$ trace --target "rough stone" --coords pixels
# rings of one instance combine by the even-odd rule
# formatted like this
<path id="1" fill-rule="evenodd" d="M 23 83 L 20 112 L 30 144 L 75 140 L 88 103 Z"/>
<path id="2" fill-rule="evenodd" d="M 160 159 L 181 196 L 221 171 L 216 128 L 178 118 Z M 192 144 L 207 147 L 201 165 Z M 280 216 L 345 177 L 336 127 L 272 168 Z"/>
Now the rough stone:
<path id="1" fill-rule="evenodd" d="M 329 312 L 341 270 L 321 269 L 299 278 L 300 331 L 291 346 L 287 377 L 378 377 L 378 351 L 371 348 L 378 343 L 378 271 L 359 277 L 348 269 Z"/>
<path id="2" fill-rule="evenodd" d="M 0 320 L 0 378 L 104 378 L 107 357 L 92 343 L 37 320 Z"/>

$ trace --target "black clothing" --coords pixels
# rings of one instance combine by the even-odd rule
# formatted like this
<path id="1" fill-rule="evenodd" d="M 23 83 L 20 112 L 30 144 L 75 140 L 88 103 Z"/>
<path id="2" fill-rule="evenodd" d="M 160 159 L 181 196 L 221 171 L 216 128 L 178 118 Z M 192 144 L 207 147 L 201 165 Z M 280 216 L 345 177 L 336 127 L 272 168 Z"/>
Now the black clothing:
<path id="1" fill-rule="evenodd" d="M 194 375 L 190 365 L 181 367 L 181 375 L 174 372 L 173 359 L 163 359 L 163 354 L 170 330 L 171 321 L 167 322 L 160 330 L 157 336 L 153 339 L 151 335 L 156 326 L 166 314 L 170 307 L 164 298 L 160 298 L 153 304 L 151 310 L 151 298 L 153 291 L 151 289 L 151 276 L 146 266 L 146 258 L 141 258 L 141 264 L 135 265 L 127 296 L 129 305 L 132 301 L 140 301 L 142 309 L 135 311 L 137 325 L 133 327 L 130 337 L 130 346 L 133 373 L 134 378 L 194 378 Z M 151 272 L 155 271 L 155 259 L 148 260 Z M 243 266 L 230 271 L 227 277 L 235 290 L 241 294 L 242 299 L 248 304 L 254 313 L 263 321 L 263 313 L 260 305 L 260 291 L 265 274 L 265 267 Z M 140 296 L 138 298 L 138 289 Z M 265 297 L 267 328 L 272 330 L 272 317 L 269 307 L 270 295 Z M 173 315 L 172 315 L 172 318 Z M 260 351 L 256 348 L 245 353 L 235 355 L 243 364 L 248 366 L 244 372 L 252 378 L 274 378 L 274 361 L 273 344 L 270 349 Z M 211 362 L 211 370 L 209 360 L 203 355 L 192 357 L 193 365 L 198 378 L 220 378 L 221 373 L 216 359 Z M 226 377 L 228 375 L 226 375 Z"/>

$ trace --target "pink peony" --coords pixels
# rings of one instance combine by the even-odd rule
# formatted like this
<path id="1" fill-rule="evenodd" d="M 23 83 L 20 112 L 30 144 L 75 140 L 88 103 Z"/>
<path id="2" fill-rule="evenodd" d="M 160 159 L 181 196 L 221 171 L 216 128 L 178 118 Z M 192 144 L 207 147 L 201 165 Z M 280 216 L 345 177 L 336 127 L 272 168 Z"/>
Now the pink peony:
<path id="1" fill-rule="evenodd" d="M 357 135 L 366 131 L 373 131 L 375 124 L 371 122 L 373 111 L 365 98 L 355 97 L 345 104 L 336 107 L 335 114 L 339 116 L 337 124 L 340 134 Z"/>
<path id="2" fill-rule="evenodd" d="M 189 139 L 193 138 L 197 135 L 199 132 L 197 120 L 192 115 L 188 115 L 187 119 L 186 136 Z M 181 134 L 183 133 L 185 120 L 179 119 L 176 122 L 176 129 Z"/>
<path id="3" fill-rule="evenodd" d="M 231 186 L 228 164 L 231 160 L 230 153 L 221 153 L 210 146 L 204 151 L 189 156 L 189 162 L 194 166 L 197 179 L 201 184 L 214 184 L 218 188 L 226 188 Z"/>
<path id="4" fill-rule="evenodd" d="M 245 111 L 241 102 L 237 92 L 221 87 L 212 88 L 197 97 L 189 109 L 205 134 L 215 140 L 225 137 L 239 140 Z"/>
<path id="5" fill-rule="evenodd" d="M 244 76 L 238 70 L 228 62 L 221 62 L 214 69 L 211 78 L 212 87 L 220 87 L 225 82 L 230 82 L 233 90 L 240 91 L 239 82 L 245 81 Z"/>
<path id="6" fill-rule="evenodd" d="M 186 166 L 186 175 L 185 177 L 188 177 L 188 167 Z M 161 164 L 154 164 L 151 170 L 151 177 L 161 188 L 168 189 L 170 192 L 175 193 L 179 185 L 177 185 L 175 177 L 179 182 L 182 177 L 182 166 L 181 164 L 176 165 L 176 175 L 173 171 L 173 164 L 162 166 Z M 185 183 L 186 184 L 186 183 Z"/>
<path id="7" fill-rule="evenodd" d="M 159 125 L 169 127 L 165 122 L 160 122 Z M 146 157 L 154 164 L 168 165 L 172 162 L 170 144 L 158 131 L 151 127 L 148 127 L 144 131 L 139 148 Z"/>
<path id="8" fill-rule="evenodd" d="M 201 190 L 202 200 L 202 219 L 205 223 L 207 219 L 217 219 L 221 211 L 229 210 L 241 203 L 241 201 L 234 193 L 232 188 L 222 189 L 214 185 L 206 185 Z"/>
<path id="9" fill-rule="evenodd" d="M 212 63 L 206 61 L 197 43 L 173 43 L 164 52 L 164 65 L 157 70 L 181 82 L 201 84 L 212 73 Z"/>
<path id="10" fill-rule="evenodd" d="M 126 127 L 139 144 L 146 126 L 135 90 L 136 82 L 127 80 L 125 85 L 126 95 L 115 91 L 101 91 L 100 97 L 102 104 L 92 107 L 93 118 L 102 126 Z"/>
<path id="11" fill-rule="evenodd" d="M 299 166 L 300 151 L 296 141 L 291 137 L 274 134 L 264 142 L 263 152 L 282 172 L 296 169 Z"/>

» AIM OF THE TASK: Rewrite the entries above, from their first line through the line containing "Now the rough", substituting "gray boulder" for "rough stone" and leaving everything else unchanged.

» THE OUTPUT:
$ trace --target "gray boulder" --coords pixels
# rings of one instance combine by the even-odd rule
# formatted like this
<path id="1" fill-rule="evenodd" d="M 23 83 L 20 112 L 30 144 L 75 140 L 88 103 Z"/>
<path id="2" fill-rule="evenodd" d="M 160 159 L 181 196 L 221 171 L 216 128 L 178 118 Z M 192 144 L 207 147 L 201 165 Z M 280 216 L 345 177 L 336 127 L 272 168 Z"/>
Now the gray boulder:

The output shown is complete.